While extensive research has been conducted both domestically and internationally on the mechanical properties of marine soft soil and the deformation characteristics of tunnel surrounding rock, there is a relative scarcity of studies that examine the deformation and damage mechanisms of surrounding rock in marine soft soil using the discrete element method in detail. To fill this gap, this study draws on a typical subway tunnel project and employs a discrete–continuous coupled numerical analysis method to investigate the deformation behavior of surrounding rock within marine soft soil layers. The findings offer novel research methodologies and insights into the stability of peripheral rock in marine soft soil tunnels, providing a valuable theoretical foundation for the design and construction of subway tunnels in Chinese coastal cities.

2. Numerical Calculation Models and Analysis Methods

2.1. Project Overview

Shenzhen is located in the Pearl River Delta region, an area characterized by extensive marine-phase soft soils, which pose significant challenges to local engineering projects. The construction of rail transit systems in Shenzhen is particularly affected by these soft soils. This paper focuses on the shield tunnel section between Left Fortress Station and Prince Bay Station on Shenzhen Metro Line 12, investigating the deformation mechanism of marine-phase soft soil in this area. The interval between Left Fortress Station and Prince Bay Station passes under the sea, where the presence of silty clay with low shear strength, high compressibility, and high water sensitivity poses serious risks to project safety. Specifically, the section traverses the marine area near Sanwan Wharf, where the excavation process is significantly influenced by the properties of the soft soil. These conditions increase the likelihood of foundation instability and structural damage, presenting a considerable threat to the safety and reliability of the tunnel construction.

Recorded data:
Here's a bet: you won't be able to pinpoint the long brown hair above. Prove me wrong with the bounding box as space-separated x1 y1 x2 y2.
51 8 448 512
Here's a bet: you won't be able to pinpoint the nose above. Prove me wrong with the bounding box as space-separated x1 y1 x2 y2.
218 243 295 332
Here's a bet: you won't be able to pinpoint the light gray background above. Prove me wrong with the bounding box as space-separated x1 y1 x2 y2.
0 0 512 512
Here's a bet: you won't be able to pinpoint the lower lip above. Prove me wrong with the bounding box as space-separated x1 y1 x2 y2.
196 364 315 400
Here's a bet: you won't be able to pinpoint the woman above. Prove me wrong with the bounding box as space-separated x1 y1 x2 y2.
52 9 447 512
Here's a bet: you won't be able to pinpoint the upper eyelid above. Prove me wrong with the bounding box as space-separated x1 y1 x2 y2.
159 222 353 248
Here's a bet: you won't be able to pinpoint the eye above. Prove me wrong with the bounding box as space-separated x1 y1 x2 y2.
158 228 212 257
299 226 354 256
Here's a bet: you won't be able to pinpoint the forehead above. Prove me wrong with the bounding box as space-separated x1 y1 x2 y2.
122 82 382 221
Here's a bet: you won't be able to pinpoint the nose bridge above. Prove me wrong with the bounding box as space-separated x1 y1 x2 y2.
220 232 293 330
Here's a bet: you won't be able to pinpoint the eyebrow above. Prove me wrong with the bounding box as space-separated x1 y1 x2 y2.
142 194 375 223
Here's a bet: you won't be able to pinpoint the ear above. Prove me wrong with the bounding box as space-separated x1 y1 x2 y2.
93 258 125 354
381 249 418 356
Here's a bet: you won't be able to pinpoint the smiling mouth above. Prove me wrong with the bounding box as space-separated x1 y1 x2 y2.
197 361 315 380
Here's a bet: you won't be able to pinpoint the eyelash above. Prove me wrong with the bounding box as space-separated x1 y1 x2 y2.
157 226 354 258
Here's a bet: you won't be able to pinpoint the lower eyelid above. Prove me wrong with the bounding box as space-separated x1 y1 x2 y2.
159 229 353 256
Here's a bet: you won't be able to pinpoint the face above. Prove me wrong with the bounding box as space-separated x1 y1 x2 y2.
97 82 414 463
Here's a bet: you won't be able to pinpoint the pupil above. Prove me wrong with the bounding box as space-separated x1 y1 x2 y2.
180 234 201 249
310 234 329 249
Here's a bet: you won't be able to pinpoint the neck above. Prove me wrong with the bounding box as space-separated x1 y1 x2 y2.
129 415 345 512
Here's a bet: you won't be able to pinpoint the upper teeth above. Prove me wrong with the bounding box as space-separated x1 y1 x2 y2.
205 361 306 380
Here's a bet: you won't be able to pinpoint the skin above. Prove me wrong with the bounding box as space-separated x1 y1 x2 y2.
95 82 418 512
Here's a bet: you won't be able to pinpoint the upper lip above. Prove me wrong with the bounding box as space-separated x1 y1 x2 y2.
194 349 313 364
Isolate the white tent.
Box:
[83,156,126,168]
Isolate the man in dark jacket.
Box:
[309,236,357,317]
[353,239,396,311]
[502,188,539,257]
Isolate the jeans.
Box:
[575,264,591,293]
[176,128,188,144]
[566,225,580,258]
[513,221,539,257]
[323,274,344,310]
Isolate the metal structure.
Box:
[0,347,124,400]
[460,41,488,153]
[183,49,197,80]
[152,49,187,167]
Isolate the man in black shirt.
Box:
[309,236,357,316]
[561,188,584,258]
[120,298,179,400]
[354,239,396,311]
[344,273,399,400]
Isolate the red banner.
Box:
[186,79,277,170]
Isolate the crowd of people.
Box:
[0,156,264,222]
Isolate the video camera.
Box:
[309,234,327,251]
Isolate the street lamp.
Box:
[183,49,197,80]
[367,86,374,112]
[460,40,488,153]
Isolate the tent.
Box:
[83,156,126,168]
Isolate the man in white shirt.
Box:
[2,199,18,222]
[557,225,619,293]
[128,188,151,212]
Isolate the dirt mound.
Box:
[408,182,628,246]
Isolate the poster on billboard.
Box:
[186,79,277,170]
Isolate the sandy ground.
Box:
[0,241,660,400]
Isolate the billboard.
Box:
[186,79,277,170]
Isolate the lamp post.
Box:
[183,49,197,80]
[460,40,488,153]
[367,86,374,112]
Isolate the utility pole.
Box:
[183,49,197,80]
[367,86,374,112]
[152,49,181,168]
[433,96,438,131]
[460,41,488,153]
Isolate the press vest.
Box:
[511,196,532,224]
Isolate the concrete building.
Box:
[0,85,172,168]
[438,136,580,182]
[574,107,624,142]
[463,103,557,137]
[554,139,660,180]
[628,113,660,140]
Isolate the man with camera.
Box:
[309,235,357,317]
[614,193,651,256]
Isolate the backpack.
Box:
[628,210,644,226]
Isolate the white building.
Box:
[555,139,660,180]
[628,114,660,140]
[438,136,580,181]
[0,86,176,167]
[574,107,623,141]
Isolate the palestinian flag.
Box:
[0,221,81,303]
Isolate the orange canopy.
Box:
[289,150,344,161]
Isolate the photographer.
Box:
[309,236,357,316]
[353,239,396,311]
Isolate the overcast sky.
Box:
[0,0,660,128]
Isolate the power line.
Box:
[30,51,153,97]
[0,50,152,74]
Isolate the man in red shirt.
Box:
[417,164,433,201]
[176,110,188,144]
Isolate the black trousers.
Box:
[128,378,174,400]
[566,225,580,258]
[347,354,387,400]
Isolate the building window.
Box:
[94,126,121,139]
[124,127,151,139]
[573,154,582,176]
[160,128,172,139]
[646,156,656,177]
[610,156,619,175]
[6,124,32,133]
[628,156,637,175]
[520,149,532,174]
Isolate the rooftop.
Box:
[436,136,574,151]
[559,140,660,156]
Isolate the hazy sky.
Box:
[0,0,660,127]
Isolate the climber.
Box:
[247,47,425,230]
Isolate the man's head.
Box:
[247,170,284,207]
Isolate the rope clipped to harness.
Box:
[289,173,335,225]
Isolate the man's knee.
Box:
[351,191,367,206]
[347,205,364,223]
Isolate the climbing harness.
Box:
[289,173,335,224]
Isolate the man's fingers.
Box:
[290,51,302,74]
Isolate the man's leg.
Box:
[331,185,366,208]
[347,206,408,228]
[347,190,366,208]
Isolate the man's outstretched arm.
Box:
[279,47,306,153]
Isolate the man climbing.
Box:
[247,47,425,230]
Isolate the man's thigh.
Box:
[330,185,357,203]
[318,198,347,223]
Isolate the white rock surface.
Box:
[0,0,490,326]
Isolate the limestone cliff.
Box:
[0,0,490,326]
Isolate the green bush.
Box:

Instructions to follow:
Write the next part of the text on marine soft soil in the Shenzhen Metro Line 12 tunnel section above, starting after its final sentence.

Solved exercise:
Figure 1 presents a schematic diagram illustrating the distribution of geotechnical strata along the tunnel shield interval from Left Fortress Station to Prince Bay Station, passing through the Sanwan Ferry Terminal area. The primary geotechnical strata in this region consist of vegetal fill, silt, marine soft soil, strongly weathered granite, and slightly weathered granite. Additionally, there is hydraulic connectivity between groundwater and seawater in this area. The shield tunnel crosses the Sanwan Ferry Terminal area, predominantly through the marine-phase soft soil stratum.

The left line of the Zuotai interval of Line 12 has a total length of approximately 908.96 m, while the right line measures about 913.18 m. Notably, the left line features approximately 158.56 m of underwater alignment, whereas the right line extends about 185.49 m underwater. The construction of this interval is carried out using the shield method, with two sets of mud–water balanced shield machines tasked with the excavation.

2.2. PFC2D and FLAC2D Coupling Principle

Fast Lagrangian Analysis of Continua (FLAC) is a numerical modeling tool based on the explicit finite difference method, with its primary advantage being the ability to analyze the macroscopic mechanical behavior of continuous media. FLAC is capable of simulating the nonlinear, time-dependent behavior of materials, as well as complex contact and interfacial problems, particularly in soils and rocks. It offers a comprehensive library of material models, supporting a range of behaviors from simple elasticity to complex plasticity and creep. A key feature of FLAC is its high degree of customizability through the FISH programming language, allowing users to develop custom models or analytical functions as needed. In contrast, the Discrete Element Method (DEM) is well suited for solving problems involving discontinuous media. Combining FLAC with DEM leverages the strengths of both methods. For example, in tunnel excavation simulations, the discrete elements can model the soil around the tunnel, while continuous elements represent the intact continuum further from the excavation. This approach allows for detailed observation of soil collapse and failure, while optimizing computational time and maintaining accuracy [12,13,14].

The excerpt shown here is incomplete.